» **Available records**:

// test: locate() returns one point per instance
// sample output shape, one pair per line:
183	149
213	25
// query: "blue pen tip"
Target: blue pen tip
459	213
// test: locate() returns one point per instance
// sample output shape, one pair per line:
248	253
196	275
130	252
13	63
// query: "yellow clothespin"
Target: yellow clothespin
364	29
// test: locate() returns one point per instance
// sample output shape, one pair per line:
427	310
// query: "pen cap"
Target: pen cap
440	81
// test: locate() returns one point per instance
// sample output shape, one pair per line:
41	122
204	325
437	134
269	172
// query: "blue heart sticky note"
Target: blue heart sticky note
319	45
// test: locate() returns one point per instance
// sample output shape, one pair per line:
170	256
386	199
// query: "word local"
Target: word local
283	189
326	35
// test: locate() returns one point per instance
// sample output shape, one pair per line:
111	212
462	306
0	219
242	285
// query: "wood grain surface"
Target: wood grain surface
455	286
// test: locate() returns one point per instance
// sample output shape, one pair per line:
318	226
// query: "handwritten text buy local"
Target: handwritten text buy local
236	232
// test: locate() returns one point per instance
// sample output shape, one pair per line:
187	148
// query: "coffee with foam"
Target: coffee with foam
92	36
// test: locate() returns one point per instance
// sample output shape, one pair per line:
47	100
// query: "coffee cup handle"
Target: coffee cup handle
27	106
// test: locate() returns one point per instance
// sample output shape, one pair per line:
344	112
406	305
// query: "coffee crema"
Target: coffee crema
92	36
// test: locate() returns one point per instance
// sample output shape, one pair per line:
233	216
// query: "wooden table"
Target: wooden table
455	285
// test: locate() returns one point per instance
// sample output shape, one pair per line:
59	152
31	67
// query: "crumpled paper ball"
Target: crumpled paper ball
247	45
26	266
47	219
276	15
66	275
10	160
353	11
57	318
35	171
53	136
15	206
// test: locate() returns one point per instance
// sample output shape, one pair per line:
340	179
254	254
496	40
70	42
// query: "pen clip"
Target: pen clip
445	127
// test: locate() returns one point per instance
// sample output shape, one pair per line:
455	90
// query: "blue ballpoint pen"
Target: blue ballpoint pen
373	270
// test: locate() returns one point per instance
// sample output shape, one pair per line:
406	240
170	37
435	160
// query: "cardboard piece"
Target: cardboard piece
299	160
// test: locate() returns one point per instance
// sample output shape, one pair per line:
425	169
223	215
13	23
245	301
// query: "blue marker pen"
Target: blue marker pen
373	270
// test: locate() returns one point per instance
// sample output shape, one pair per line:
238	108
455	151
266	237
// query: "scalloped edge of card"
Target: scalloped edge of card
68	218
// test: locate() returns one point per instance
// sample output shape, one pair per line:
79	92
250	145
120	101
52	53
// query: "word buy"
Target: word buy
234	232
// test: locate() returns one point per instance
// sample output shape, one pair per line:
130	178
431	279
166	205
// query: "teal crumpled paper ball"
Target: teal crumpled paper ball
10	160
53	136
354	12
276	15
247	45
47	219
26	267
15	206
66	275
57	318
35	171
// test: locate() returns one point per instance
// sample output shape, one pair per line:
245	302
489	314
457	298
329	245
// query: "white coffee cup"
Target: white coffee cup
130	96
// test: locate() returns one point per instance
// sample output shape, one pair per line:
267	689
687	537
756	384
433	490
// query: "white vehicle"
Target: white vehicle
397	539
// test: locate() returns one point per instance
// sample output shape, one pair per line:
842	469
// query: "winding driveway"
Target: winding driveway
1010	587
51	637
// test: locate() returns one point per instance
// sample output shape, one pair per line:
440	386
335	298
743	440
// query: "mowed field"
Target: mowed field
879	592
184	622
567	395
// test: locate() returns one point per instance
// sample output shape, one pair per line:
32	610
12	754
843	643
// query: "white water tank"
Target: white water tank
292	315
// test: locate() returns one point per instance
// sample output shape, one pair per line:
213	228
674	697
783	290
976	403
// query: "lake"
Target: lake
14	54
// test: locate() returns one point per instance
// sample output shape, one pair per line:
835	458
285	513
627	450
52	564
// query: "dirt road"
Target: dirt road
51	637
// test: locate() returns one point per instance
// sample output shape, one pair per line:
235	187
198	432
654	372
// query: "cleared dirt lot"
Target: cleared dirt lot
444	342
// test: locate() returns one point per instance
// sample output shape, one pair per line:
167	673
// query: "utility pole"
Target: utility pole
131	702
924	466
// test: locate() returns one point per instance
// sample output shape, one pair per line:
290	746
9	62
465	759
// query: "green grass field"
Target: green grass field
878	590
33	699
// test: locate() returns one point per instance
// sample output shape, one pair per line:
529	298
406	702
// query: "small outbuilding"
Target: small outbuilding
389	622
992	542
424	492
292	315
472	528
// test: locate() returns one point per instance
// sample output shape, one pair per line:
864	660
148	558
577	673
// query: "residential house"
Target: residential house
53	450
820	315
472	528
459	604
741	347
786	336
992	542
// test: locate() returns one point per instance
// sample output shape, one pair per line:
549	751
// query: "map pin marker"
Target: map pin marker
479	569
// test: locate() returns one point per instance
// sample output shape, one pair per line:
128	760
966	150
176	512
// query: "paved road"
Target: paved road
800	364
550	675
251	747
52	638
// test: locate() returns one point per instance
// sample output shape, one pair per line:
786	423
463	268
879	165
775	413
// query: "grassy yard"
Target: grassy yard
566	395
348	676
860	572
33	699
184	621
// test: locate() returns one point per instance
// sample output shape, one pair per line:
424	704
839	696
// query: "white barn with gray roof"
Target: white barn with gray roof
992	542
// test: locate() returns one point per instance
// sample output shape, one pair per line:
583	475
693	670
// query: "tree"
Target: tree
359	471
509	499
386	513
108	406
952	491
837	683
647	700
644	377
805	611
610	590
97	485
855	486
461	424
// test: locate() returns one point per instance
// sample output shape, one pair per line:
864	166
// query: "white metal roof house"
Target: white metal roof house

» **What is required**: Restate each record word for word.

» **Output**:
// test: locate() returns one point per instance
// sample output shape, one pair per line:
183	149
213	25
// query: "blue pen tip"
Target: blue pen tip
459	213
// test: locate() returns one point per instance
// sample output shape, one pair per line:
248	253
196	275
130	252
13	63
// query: "yellow clothespin"
Target: yellow clothespin
364	29
// test: locate() returns one point per instance
// sample output shape, one pair per line:
427	310
// query: "pen cap"
Target: pen cap
440	81
// test: locate() returns one point per instance
// sample output shape, one pair per line:
41	122
204	325
437	134
269	172
// query: "blue heart sticky note"
Target: blue heart sticky note
319	45
// test: locate() returns one point per instance
// sample output shape, one pair per line:
170	256
386	199
// query: "word local"
Target: word local
283	189
326	35
// test: locate() returns one point per instance
// sample output shape, one pair per line:
111	212
462	306
0	219
242	285
// query: "wood grain surface"
Target: wood grain surface
455	286
// test: locate() returns one point per instance
// sample output shape, one pair per line:
318	226
// query: "handwritten text buy local"
Target: handwritten text buy local
236	232
// test: locate() returns one point per instance
// sample output shape, one pair per line:
187	148
// query: "coffee with foam"
Target: coffee with foam
92	36
// test: locate() returns one point per instance
// sample output shape, one pair per line:
47	100
// query: "coffee cup handle"
Target: coffee cup handle
27	106
// test: locate() returns one point per instance
// sample output shape, one pair per line:
344	112
406	305
// query: "coffee crema"
Target: coffee crema
92	36
// test: locate() returns one point per instance
// sample output shape, one pair per line:
233	216
// query: "wooden table"
Target: wooden table
455	285
// test: locate() returns one point per instance
// sample output shape, one pair per line:
59	152
31	67
// query: "crumpled paper ball"
Target: crumpled paper ball
247	45
26	266
47	219
276	15
66	275
10	160
353	11
57	318
35	171
53	136
15	206
// test: locate() returns one point per instance
// sample output shape, one pair per line:
340	179
254	254
496	40
70	42
// query: "pen clip"
Target: pen clip
445	127
// test: locate() returns one point per instance
// sample output shape, one pair per line:
455	90
// query: "blue ballpoint pen"
Target: blue ballpoint pen
373	270
// test: locate() returns one point per instance
// sample output shape, one pair per line:
406	240
170	37
435	160
// query: "cardboard piece"
Target: cardboard piece
299	160
// test: locate() returns one point per instance
// sample output shape, one pair per line:
425	169
223	215
13	23
245	301
// query: "blue marker pen"
Target: blue marker pen
373	270
// test: locate() returns one point per instance
// sample output shape, one pair per line:
238	108
455	151
266	237
// query: "scalloped edge of card"
Target: scalloped edge of card
68	218
// test: locate() returns one point per instance
// sample output shape, one pair per line:
79	92
250	145
120	101
52	53
// query: "word buy"
Target: word buy
234	232
// test: locate() returns one point per instance
// sample output shape, one pair per line:
130	178
431	279
166	205
// query: "teal crumpled paper ball"
Target: teal crumpled paper ball
10	160
53	136
354	12
276	15
247	45
47	219
26	267
15	206
66	275
57	318
35	171
// test: locate() returns one point per instance
// sample output shape, one pair per line:
245	302
489	314
457	298
329	245
// query: "white coffee cup"
Target: white coffee cup
130	96
// test: locate() returns one point per instance
// sample output shape, one pair per line:
267	689
687	537
756	384
433	490
// query: "white vehicle"
Target: white vehicle
397	539
// test: locate() returns one point per instance
// sample output shape, one pair per line:
842	469
// query: "winding driveway"
Target: winding driveway
1010	587
51	637
// test: locate() returns one point per instance
// sample output shape, one pair per line:
440	386
335	298
743	440
// query: "mowed field"
Target: mowed field
879	592
184	622
567	395
// test: locate() returns one point per instance
// sample output shape, one pair per line:
32	610
12	754
843	643
// query: "white water tank"
Target: white water tank
292	315
// test: locate() returns one point per instance
// sample output shape, one pair per line:
213	228
674	697
783	290
976	403
// query: "lake"
Target: lake
14	54
// test: locate() returns one point per instance
// sample output shape, one pair per line:
835	458
285	513
627	450
52	564
// query: "dirt road"
Target: dirt road
51	637
// test: locate() returns one point per instance
// sample output shape, one pair per line:
235	187
198	432
654	372
// query: "cleared dirt lot"
Target: cleared dirt lot
444	342
// test: locate() returns one point per instance
// sample output shape, one pair per line:
167	673
// query: "utility pole"
Target: utility pole
131	702
924	466
// test: locate() returns one point per instance
// sample output shape, one pair per line:
290	746
9	62
465	759
// query: "green grass field"
Target: green grass field
878	590
33	699
// test: locate() returns one point per instance
// sample output shape, one pair per line:
529	298
406	702
// query: "small outbuilding"
Target: small outbuilding
389	622
992	542
424	492
292	315
472	528
// test: locate() returns one point per instance
// sample output shape, one pair per line:
864	660
148	558
577	673
// query: "residential house"
Target: residential house
53	450
820	315
472	528
459	604
741	347
786	336
992	542
// test: locate() returns one point per instance
// sample output shape, one pair per line:
549	751
// query: "map pin marker"
Target: map pin marker
479	569
// test: locate() returns one point per instance
// sample output shape, one pair per line:
128	760
966	150
176	512
// query: "paved road"
Target: paved road
800	364
550	675
251	747
52	638
// test: locate() returns one point per instance
// sample output shape, one pair per line:
786	423
463	268
879	165
775	413
// query: "grassy yard"
Target: grassy yard
566	395
348	676
860	572
33	699
184	621
// test: locate() returns one point per instance
// sample output shape, one pair per line:
424	704
839	696
// query: "white barn with gray roof"
Target: white barn with gray roof
992	542
// test: locate() returns one point per instance
// sample output shape, one pair per line:
583	475
693	670
// query: "tree"
Target: tree
359	471
509	499
386	513
108	406
952	491
837	683
647	700
644	377
805	611
610	590
97	485
855	486
461	424
// test: locate() returns one point per instance
// sample output shape, one pair per line:
864	166
// query: "white metal roof house"
Target: white metal roof house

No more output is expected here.